__CHALLENGE__
The records should be repeated word for word, pictures excluded.

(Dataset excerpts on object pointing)
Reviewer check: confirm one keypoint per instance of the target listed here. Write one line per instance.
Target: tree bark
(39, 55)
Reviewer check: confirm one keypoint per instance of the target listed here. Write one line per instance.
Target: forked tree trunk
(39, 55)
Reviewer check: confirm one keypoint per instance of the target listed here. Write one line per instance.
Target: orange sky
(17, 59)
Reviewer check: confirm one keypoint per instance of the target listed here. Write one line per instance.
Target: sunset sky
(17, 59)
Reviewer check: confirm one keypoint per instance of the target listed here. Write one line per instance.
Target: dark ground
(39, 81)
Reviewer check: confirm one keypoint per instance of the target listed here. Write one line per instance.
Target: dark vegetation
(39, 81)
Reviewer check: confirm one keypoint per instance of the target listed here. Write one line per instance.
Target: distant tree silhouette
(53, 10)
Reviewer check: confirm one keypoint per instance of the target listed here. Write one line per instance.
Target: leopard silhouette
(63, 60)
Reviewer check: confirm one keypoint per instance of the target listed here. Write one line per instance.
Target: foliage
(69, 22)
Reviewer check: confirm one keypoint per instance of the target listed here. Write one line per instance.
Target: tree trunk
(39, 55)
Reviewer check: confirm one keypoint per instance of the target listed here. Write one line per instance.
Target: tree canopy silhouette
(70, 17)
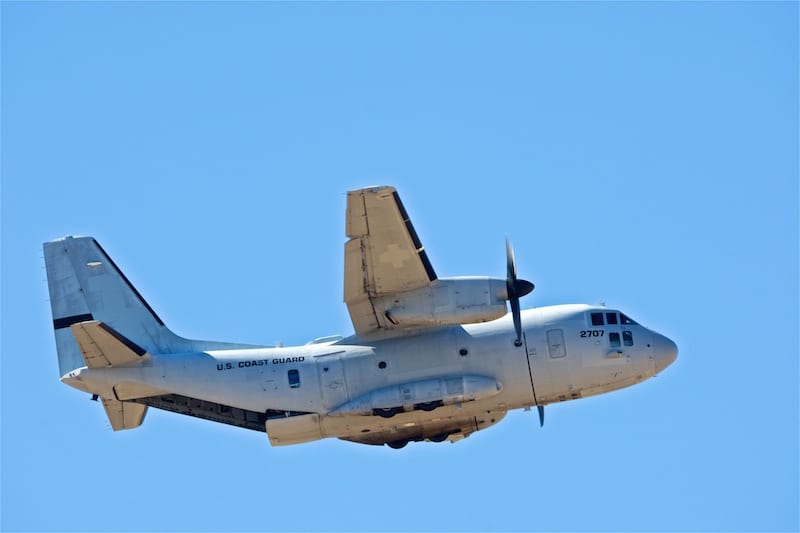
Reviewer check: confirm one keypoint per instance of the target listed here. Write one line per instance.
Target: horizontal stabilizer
(102, 347)
(124, 415)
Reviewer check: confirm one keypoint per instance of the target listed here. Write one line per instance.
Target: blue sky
(641, 155)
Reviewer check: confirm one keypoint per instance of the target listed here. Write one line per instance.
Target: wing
(384, 256)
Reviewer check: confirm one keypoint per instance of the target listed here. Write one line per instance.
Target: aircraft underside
(443, 423)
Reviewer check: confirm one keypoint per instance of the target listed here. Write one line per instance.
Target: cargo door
(548, 362)
(332, 381)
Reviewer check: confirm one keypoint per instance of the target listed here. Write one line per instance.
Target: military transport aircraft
(432, 359)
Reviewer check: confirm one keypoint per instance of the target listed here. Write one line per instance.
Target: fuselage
(432, 383)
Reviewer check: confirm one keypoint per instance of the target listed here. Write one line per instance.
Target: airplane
(432, 359)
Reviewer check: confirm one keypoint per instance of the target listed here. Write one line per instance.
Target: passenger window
(294, 379)
(555, 343)
(627, 338)
(614, 338)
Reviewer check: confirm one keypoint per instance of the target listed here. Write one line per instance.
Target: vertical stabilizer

__COMPLETE OUTPUT__
Reviewer check: confirm one keypoint per instance of the target listed here. Write one line per instance.
Target: tree bark
(39, 55)
Reviewer check: confirm one keypoint per instance of the target listed here. Write one line per instance.
Target: forked tree trunk
(39, 55)
Reviewer check: confirm one keypoint per instance of the target listed here. Write one line per instance.
Target: orange sky
(17, 59)
Reviewer check: confirm one keypoint per instance of the target listed here. Write one line per instance.
Target: sunset sky
(17, 59)
Reviewer check: confirm one keypoint per instance of the target listed here. Write one line per instance.
Target: dark ground
(39, 81)
Reviewer check: confirm one keypoint per instance of the target listed here. Write one line per instance.
Target: dark vegetation
(39, 81)
Reviewer check: confirm one keypoint per instance of the target listed here. Write one line per instance.
Target: distant tree silhouette
(53, 10)
Reviewer check: confirm one keypoint per instance of the target listed here. Write one line per instance.
Target: leopard silhouette
(63, 60)
Reviewer check: confirm one keypoint per instance of the target listed here. Write one line per instance.
Target: foliage
(69, 22)
Reviewer check: confirm one keypoint per instance of the target listed here. Write one line per instance.
Target: tree trunk
(39, 55)
Reviewer check: confirm one keypoint per instance of the target listed here. Write one line per instance.
Target: tree canopy silhouette
(70, 17)
Reviewer check: confirm one keypoint per instance of the target listed here. Write one line per instance.
Target: horizontal stabilizer
(102, 347)
(124, 415)
Reviewer check: confirm one keypoint per instance of the target listed here. Write one line per instance.
Target: blue sky
(641, 155)
Reviewer check: confirm one keypoint per instance of the target listed here. Write one line per instance.
Target: wing
(384, 256)
Reviewer check: confirm one keypoint per instance of the target listed here. Write one line per instance.
Target: aircraft underside
(443, 423)
Reviewer check: confirm one keypoint per instance of the target listed here. Write one line per instance.
Target: cargo door
(548, 362)
(332, 381)
Reviewer check: confirm one keypoint per instance of the target listed here. Write one line per instance.
Target: military transport aircraft
(432, 359)
Reviewer check: confirm one keypoint per instance of the target listed here. Write one line per instance.
Target: fuselage
(432, 383)
Reviewer check: confirm one keypoint per instance of the target listed here. Write one line per instance.
Target: airplane
(432, 359)
Reviewer check: confirm one keypoint per instance of the target listed here. Write one line per instance.
Target: passenger window
(294, 379)
(555, 343)
(627, 338)
(614, 338)
Reviewer check: confirm one keypoint per instance of the target listed here. Write one line per instance.
Target: vertical stabilizer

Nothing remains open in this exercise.